Rewrite the records from the line with "Guideline reminder: even if the grass" to the line with "[0,100,140,117]", keeping every line, and shift each bounding box coordinate in them by -135.

MATERIAL PROVIDED:
***

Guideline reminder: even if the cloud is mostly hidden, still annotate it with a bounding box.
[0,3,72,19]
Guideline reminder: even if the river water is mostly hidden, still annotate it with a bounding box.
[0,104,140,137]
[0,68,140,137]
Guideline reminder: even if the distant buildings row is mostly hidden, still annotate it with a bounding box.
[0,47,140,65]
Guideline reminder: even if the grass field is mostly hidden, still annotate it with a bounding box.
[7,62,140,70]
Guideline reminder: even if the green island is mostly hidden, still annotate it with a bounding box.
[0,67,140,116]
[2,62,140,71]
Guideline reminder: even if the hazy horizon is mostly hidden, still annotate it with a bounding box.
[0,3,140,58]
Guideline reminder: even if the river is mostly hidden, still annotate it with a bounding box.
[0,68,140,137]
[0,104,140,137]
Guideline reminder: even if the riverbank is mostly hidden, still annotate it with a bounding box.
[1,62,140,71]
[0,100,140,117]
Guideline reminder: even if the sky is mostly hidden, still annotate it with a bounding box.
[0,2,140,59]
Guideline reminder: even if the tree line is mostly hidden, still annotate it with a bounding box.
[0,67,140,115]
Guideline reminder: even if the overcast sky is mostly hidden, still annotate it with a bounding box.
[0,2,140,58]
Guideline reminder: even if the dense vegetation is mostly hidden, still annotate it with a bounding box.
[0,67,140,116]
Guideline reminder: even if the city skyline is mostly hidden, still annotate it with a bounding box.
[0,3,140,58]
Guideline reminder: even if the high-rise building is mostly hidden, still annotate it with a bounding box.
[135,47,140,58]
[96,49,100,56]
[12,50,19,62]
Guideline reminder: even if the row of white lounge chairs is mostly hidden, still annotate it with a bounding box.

***

SOLUTION TO THIS PROBLEM:
Guideline reminder: even if the grass field is mostly hidden, still annotate it with a bounding box.
[-128,-73,5,-65]
Guideline reminder: even if the green island is mostly hidden, still annotate it with a bounding box.
[-135,-68,5,-19]
[-133,-73,5,-64]
Guideline reminder: even if the hazy horizon is mostly hidden, still annotate it with a bounding box.
[-135,-132,5,-77]
Guideline reminder: even if the river is mostly hidden, still annotate it with a bounding box.
[-135,-67,5,2]
[-135,-31,5,2]
Guideline reminder: even if the riverbank is mostly hidden, still annotate it with a bounding box.
[-134,-73,5,-64]
[-135,-35,5,-18]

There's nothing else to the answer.